This next section aims to connect transportation (in)access to the racial and class dimensions of common housing inequities. In particular, we wanted to assess transportation access’s relationship with immigrant community size, rental prices, and eviction counts by neighborhood.
Transportation access is typically worst in areas with the highest densities of non-citizen residents, while it is the best in neighborhoods with the highest mean rental prices. Additionally, observe that eviction counts are highly concentrated in north and south NYC— predominantly in the Bronx and Brooklyn— where accessibility to transit can be highly variable.
Unfortunately, rent, transportation access, and eviction counts seem to be associated with the respective density of nonwhite communities.
From the plots, neighborhoods with the highest densities of Black and Asian community members also have the poorest scores of subway access. Additionally, eviction counts were generally higher in neighborhoods with the highest proportions of Black and Latinx community members. Unsurprisingly, the converse holds for neighborhoods with the highest proportions of White residents.
Below we visualize how neighborhood eviction counts vary as the proportions of Black, Latinx, Asian, and White residents increase within each transportation access category.
Neighborhood eviction counts are closely associated with the racial demographics of a neighborhood. In particular, the proportion of Black and Latinx residents in a neighborhood is positively associated with increased eviction counts, whereas large White and Asian residential communities are negatively associated with increased eviction counts. However, the direction and magnitude of these relationships vary considerably according to the transit accessibility of a given neighborhood. Variations according to transit accessibility classes were most demonstrable in Latinx and Black communities where observed data became dramatically more diffuse, the range of observed proportions decreased, and nonlinear trends warped as neighborhood accessibility improved from Poor to Excellent.
Lastly, let us consider mean neighborhood rental prices. The following visualizations detail the relationships between the proportion of Black, Latinx, Asian, and White residents with average rental prices in a neighborhood.
Increases in White-resident proportions were uniformly associated with increases in average neighborhood rental prices across all transportation access categories. In contrast, the densities of Black and Latinx residents and average rental prices in a neighborhood were fiercely negatively associated. It then seems that despite living in cheaper homes— and potentially inadequate living conditions due to municipal disinvestment— NYC’s Black and Latinx communities carry the most significant burden of eviction.

#### [DATA SUPPLIED]
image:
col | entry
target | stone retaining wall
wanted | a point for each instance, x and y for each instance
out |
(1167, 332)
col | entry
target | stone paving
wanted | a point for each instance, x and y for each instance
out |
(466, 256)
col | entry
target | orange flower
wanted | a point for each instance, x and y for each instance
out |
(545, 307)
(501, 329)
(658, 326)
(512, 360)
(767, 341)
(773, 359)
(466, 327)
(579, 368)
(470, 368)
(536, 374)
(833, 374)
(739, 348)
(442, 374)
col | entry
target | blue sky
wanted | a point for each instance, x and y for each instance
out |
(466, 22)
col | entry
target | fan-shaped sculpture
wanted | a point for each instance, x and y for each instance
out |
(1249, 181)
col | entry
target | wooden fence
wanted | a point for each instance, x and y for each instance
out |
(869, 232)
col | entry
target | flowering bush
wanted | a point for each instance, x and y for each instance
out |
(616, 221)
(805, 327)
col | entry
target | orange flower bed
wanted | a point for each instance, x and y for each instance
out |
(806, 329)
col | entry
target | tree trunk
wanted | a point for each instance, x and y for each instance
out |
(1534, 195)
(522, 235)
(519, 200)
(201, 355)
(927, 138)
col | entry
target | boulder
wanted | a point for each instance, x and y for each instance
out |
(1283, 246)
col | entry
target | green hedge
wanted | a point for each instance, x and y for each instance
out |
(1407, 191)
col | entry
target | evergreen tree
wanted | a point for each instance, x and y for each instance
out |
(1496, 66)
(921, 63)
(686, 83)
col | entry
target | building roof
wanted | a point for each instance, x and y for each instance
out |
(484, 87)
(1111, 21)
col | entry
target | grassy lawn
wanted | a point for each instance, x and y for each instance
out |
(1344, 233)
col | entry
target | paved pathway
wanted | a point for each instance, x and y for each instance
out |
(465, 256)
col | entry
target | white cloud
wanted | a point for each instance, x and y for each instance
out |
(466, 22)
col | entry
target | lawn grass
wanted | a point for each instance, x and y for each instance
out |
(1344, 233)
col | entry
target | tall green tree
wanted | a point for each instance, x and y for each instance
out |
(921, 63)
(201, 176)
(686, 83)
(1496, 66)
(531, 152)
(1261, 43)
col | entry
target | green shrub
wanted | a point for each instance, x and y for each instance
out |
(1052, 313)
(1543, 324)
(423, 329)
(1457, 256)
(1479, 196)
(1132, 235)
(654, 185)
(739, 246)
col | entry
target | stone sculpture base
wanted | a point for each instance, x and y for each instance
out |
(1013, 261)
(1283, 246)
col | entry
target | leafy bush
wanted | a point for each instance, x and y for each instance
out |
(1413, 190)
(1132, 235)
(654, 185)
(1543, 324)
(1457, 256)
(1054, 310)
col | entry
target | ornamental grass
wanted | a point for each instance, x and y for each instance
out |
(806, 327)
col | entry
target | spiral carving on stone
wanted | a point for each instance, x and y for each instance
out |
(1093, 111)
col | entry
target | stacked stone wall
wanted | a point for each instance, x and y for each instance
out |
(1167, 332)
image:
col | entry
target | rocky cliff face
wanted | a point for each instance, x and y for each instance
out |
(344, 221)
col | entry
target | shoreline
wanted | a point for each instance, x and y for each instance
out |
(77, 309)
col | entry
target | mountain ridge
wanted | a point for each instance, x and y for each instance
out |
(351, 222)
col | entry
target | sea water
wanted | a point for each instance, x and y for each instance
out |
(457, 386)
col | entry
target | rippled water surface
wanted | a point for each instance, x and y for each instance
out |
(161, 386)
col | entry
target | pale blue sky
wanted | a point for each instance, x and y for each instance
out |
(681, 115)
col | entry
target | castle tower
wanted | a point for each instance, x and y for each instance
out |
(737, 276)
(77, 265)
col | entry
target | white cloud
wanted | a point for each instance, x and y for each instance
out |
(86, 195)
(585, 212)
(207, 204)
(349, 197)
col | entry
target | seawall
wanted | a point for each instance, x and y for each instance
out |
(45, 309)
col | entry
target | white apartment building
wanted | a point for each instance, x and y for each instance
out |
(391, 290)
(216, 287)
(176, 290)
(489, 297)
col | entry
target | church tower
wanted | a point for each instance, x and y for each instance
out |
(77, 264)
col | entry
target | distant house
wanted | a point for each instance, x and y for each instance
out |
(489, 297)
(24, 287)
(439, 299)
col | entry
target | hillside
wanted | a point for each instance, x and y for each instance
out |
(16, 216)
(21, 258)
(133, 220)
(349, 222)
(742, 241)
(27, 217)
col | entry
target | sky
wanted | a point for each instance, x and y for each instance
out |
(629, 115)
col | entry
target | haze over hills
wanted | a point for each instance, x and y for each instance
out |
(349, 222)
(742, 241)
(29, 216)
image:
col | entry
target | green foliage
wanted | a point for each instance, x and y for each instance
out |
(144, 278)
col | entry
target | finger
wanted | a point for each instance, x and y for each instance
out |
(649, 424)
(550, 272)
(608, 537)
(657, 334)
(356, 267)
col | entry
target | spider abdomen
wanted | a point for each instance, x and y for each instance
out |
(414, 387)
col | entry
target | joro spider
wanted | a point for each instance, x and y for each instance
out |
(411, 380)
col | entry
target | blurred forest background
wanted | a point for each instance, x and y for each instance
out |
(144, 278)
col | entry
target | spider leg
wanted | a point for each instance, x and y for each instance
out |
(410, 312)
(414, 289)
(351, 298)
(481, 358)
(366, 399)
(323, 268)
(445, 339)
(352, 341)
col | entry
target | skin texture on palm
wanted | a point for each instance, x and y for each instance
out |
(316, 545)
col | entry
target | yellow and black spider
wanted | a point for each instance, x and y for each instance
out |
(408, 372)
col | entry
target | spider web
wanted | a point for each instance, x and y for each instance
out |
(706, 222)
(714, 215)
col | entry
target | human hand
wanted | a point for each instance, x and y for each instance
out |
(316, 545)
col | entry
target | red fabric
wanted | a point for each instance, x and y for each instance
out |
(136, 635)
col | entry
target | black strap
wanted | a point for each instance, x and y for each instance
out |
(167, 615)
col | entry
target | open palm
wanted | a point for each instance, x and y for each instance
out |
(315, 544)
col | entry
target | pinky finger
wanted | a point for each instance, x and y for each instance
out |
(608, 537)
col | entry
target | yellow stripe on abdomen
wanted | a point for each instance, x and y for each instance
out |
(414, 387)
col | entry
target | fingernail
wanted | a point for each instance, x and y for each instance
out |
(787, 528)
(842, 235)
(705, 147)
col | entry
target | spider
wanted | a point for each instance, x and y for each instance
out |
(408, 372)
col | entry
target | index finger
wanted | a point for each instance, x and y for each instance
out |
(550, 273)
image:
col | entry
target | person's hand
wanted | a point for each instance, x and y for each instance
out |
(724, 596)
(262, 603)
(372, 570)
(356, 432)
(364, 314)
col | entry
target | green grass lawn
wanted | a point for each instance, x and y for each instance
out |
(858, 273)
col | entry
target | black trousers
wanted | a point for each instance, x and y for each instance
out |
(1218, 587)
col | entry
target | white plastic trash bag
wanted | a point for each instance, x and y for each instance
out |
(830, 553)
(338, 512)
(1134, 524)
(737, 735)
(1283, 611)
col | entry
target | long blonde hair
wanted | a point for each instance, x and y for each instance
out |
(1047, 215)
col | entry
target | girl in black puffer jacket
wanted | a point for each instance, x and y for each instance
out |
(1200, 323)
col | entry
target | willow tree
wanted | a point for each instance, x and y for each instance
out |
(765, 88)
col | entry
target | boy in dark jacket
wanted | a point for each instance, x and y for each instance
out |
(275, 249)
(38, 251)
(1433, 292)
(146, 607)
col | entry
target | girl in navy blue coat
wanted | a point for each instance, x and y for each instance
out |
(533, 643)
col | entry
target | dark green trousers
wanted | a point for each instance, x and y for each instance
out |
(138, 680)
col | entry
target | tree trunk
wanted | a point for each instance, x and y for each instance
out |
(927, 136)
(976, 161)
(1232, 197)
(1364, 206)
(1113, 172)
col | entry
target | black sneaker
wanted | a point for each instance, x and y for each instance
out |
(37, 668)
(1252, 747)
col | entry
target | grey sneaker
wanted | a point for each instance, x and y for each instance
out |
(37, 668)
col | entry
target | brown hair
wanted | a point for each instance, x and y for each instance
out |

#### [TASK REQUIREMENTS]
Please state where the passage on transit access and housing in NYC says transportation access is typically best. The rows have no connection to the passage on transit access and housing in NYC.

#### [SOLUTION TO THIS TASK]
In neighborhoods with the highest mean rental prices.